Records from a dataset:
'''
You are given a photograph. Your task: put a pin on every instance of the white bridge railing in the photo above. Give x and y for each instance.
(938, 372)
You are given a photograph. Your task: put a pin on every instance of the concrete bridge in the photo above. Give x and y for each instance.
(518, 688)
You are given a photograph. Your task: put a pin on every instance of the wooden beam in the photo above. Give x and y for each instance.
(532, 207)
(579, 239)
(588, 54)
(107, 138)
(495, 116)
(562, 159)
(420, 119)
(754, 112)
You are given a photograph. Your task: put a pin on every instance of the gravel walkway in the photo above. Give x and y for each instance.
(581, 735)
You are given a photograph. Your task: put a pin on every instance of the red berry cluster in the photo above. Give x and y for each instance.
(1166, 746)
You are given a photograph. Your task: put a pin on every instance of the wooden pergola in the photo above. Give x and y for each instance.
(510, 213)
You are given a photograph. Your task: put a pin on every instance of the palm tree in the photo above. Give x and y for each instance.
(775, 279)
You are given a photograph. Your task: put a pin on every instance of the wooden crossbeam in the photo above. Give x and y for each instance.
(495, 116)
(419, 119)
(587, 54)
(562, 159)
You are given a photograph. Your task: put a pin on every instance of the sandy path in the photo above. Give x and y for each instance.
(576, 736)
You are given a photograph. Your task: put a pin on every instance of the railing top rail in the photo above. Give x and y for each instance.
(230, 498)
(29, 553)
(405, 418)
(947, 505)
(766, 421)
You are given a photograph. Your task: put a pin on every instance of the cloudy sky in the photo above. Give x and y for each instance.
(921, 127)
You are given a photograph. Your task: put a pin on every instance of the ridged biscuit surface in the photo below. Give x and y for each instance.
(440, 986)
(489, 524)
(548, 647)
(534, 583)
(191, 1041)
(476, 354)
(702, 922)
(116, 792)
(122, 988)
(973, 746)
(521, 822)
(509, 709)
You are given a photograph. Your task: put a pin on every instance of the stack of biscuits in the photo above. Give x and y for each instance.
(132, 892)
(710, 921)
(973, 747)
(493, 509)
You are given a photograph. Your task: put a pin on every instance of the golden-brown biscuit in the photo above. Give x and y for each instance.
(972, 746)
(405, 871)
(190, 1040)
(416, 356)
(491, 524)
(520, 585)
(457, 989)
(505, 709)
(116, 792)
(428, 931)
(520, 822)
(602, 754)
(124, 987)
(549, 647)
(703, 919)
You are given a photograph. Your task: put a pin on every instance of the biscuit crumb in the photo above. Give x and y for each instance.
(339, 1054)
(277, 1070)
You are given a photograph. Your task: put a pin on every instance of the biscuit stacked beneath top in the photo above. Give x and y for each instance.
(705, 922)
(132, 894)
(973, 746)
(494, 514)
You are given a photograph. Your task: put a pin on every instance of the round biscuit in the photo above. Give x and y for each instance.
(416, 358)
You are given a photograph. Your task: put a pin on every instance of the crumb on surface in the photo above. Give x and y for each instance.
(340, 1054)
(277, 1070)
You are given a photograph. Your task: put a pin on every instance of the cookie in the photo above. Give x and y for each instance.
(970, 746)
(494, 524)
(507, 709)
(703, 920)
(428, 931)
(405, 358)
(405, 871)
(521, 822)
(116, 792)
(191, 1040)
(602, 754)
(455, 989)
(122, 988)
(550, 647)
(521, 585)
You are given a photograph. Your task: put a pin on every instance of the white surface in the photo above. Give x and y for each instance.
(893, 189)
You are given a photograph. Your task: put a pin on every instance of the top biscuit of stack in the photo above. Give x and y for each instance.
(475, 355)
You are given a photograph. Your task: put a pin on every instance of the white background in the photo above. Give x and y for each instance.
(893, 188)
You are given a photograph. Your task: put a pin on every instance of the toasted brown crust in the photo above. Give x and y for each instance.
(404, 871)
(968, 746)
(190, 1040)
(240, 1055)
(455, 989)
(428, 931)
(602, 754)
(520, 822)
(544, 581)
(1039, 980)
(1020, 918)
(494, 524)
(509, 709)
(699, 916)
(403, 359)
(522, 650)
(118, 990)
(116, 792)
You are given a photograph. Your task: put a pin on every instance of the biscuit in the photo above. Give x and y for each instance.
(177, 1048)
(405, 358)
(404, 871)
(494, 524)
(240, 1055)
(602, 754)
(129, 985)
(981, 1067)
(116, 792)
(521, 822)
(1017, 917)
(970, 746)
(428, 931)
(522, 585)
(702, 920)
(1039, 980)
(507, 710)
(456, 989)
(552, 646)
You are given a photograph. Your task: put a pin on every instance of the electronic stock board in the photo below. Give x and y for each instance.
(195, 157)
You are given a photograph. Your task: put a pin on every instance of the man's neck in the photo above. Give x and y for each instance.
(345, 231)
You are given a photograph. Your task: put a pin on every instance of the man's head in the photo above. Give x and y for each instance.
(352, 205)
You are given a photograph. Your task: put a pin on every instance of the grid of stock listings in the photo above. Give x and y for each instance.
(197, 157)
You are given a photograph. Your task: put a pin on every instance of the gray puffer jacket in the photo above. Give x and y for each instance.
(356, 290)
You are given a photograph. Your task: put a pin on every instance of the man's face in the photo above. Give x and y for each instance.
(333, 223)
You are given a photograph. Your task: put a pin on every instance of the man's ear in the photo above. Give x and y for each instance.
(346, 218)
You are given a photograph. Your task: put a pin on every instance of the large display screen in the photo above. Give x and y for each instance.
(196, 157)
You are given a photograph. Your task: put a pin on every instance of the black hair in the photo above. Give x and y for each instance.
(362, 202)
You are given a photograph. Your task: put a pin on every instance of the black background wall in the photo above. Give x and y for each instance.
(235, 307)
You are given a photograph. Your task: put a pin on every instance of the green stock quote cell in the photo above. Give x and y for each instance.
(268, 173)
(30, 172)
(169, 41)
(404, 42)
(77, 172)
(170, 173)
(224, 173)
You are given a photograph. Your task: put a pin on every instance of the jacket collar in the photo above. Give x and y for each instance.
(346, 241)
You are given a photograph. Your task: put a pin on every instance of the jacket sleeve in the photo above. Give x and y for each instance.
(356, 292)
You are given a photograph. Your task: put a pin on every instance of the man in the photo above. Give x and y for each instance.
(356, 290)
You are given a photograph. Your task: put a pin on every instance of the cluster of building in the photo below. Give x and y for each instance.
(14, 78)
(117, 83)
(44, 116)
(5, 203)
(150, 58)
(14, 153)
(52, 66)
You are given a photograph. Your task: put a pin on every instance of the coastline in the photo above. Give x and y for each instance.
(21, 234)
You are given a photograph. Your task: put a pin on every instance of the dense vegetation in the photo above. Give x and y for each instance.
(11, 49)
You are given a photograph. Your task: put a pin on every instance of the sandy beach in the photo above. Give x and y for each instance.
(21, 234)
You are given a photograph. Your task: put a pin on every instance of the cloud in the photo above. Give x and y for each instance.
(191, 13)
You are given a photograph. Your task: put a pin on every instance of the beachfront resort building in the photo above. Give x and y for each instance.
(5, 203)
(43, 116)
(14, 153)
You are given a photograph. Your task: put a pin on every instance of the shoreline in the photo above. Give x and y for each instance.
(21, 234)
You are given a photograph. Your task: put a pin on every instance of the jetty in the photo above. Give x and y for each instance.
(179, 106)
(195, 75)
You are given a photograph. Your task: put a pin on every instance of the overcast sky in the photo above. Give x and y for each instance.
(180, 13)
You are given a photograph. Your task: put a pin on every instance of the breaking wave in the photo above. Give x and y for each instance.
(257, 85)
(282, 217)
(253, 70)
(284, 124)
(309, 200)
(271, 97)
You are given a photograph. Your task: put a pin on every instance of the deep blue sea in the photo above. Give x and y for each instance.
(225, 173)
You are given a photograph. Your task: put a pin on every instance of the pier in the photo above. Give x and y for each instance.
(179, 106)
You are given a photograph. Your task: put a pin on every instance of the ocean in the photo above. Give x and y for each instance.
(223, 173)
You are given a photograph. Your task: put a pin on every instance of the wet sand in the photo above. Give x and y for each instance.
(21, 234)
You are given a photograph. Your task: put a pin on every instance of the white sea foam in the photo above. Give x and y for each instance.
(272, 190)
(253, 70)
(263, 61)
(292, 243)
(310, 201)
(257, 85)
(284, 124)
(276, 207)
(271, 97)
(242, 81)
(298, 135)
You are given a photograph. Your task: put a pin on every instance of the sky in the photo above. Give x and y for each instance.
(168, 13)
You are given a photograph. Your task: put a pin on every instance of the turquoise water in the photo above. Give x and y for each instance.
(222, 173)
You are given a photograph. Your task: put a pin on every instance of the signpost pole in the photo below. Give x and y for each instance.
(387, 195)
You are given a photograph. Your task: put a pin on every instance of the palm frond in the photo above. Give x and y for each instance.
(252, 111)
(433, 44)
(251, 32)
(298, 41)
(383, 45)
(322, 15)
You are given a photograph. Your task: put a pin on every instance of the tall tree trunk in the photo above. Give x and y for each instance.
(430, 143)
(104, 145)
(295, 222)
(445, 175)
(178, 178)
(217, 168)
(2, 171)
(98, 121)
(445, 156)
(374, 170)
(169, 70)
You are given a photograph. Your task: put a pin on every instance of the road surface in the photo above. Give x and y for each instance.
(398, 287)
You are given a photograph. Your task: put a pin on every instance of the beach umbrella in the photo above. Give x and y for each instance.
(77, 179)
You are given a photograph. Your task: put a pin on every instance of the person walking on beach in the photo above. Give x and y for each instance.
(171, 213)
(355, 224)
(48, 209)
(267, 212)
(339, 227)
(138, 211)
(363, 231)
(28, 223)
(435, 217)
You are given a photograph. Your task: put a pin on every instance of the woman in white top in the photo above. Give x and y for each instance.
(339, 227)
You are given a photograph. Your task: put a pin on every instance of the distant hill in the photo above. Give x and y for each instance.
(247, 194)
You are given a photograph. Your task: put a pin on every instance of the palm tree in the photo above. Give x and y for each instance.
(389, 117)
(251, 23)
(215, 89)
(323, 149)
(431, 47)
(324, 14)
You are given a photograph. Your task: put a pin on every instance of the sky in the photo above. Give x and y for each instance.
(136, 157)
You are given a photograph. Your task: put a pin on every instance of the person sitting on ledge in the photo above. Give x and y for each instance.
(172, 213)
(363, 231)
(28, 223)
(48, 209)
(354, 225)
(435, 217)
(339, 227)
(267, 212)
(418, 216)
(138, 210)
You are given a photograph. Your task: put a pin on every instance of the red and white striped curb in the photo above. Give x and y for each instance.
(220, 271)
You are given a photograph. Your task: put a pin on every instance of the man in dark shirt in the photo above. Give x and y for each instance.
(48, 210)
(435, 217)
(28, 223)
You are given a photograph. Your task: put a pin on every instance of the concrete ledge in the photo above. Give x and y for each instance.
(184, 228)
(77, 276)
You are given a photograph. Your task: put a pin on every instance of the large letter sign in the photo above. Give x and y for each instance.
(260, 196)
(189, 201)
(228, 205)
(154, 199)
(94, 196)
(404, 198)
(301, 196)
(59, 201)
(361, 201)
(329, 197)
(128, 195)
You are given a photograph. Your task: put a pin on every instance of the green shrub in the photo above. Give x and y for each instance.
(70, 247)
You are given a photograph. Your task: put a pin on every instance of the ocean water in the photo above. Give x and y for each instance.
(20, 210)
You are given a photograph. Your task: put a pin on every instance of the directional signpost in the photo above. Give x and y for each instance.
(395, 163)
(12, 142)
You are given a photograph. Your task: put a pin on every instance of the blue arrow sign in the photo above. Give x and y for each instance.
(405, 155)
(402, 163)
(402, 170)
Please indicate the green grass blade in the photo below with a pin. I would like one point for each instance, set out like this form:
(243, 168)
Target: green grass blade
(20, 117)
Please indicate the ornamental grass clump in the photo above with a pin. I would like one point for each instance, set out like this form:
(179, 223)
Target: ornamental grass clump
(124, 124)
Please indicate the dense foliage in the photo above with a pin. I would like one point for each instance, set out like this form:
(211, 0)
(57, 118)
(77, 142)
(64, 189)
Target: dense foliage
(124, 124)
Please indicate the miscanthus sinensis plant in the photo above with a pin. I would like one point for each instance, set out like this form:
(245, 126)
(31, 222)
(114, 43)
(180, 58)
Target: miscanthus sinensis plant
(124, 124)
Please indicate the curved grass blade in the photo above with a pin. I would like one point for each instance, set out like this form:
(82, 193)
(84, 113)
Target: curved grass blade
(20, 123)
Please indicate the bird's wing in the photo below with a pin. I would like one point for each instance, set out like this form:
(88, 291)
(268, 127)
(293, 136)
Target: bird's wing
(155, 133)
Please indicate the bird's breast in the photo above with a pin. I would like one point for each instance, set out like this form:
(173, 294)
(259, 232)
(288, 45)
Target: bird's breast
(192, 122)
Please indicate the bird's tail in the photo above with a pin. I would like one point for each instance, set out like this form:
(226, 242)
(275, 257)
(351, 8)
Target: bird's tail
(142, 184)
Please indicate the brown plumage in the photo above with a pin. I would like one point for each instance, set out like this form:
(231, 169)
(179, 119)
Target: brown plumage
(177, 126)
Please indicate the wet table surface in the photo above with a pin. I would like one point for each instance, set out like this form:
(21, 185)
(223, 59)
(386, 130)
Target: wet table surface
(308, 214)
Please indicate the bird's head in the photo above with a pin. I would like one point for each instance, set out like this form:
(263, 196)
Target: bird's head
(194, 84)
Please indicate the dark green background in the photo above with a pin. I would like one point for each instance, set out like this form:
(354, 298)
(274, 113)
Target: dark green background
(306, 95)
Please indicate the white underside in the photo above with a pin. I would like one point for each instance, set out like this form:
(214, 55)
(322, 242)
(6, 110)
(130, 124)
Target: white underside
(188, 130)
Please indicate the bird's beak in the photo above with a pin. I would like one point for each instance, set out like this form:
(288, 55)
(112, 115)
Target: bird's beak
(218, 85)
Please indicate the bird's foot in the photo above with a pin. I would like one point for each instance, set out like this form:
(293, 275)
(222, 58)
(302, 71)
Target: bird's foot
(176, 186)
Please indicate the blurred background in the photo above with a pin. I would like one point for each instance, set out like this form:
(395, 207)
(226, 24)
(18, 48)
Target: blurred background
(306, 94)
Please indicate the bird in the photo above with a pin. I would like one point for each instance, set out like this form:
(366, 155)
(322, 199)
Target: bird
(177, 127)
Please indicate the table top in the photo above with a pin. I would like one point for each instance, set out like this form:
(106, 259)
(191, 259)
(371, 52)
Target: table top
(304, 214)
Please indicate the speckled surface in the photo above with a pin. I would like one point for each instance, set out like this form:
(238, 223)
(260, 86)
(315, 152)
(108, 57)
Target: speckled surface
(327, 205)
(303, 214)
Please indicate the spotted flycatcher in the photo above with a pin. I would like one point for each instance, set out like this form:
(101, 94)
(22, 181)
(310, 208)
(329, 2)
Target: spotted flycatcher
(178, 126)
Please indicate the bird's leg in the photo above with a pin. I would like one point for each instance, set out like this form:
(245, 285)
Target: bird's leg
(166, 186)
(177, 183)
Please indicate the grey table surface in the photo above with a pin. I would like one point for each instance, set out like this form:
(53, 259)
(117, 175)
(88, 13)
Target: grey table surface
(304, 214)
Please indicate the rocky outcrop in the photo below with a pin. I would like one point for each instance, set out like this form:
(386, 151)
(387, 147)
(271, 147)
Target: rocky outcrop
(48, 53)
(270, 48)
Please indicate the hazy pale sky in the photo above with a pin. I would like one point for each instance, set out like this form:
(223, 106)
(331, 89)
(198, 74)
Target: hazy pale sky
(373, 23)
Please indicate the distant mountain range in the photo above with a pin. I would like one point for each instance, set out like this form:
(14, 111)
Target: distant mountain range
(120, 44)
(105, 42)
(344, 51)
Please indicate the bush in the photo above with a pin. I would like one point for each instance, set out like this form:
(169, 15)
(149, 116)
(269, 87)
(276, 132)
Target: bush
'''
TASK REQUIREMENTS: Search the entries for the word "bush", then gather every line that has it.

ANSWER BOX:
Please indicate the bush in the photo above with a pin. I would like one point for each instance, set out like this form:
Target: bush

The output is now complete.